■ Stated task 1 ■
Reproduce word for word the part of the mailing-list thread that begins at the words "Yonik Seeley-2" and stops after the words "so going forward.".

On Jan 31, 2008, at 12:42 PM, Grant Ingersoll wrote:

> I have started on SOLR-330 and the first one to tackle is the  
> CapitilizationFilterFactory (just starting at the top of the  
> analysis package).
>
> At any rate, there are some optimizations to be made here, but one  
> thing in the file that is not explicitly stated is that the "keep"  
> word list is case-insensitive.  This is the current, undocumented,  
> behavior.  I am fine with documenting and making it so going  
> forward.  However, if, instead, we make it case-sensitive, we can  
> then use a CharArraySet (from Lucene) to do quick look ups of the  
> term buffer char array.  The reason this comes up is that  
> Token.termText() is now deprecated and I am switching off to use the  
> Token.termBuffer() char array.  This filter can then just operate  
> directly on the char array, which should be a lot faster.
>
> Any opinion on this?
>
> -Grant


Reply | Threaded
Open this post in threaded view
|

Re: CapitilizationFilterFactory

Yonik Seeley-2
In reply to this post by Grant Ingersoll-2
On Jan 31, 2008 12:42 PM, Grant Ingersoll <[hidden email]> wrote:

> I have started on SOLR-330 and the first one to tackle is the
> CapitilizationFilterFactory (just starting at the top of the analysis
> package).
>
> At any rate, there are some optimizations to be made here, but one
> thing in the file that is not explicitly stated is that the "keep"
> word list is case-insensitive.  This is the current, undocumented,
> behavior.  I am fine with documenting and making it so going forward.

■ Stated task 2 ■
Pick out every line of the records that contains the word "separate", treating uppercase and lowercase as different.

Items listed in a dataset:
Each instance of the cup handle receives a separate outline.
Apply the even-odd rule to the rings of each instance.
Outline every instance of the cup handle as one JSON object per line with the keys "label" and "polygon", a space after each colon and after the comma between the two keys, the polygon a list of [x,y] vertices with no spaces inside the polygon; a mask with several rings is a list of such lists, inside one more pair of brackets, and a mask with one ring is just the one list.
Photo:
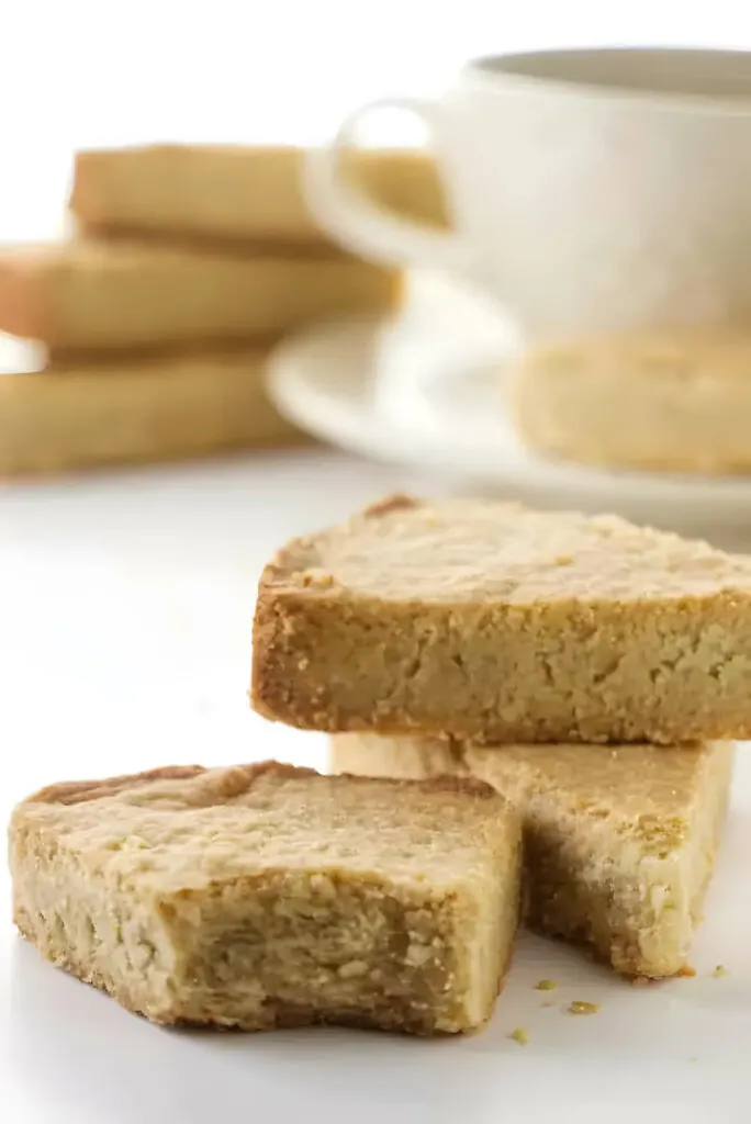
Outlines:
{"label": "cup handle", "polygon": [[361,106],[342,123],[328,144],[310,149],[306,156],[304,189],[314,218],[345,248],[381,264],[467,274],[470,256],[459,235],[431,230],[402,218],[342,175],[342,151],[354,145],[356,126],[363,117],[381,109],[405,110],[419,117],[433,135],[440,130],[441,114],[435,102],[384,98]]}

* * *

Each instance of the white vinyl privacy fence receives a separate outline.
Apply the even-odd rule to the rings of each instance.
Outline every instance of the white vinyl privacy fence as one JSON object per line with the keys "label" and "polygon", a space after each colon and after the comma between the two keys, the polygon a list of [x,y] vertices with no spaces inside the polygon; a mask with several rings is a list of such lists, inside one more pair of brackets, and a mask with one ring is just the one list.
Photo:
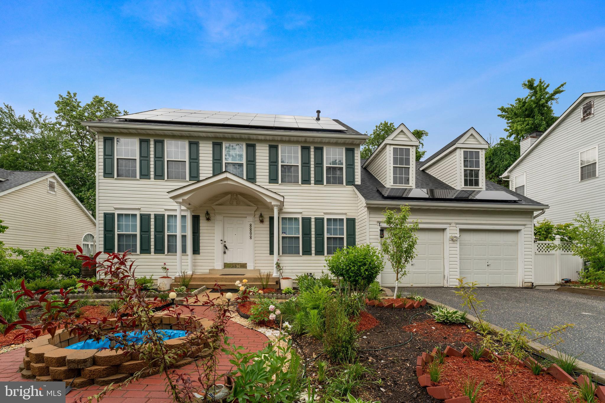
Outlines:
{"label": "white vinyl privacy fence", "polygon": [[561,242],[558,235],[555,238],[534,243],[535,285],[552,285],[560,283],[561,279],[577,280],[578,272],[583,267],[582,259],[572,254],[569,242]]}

==

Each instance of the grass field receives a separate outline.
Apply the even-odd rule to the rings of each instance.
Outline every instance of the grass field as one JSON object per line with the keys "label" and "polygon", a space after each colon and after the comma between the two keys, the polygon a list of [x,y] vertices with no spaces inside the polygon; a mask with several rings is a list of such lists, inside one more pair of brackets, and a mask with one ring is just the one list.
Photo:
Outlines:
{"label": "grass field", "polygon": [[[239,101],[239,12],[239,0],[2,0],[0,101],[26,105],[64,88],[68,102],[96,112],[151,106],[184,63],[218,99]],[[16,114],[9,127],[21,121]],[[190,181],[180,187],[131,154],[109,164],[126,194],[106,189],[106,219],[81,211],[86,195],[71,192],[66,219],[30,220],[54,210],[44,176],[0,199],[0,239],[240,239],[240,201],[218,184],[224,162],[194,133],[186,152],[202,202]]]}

■ Problem solution 1 ■
Yonik Seeley-2
In reply to this post by Grant Ingersoll-2
On Jan 31, 2008 12:42 PM, Grant Ingersoll <[hidden email]> wrote:

> I have started on SOLR-330 and the first one to tackle is the
> CapitilizationFilterFactory (just starting at the top of the analysis
> package).
>
> At any rate, there are some optimizations to be made here, but one
> thing in the file that is not explicitly stated is that the "keep"
> word list is case-insensitive.  This is the current, undocumented,
> behavior.  I am fine with documenting and making it so going forward.

■ Problem solution 2 ■
Each instance of the cup handle receives a separate outline.
Each instance of the white vinyl privacy fence receives a separate outline.
Each instance of the grass field receives a separate outline.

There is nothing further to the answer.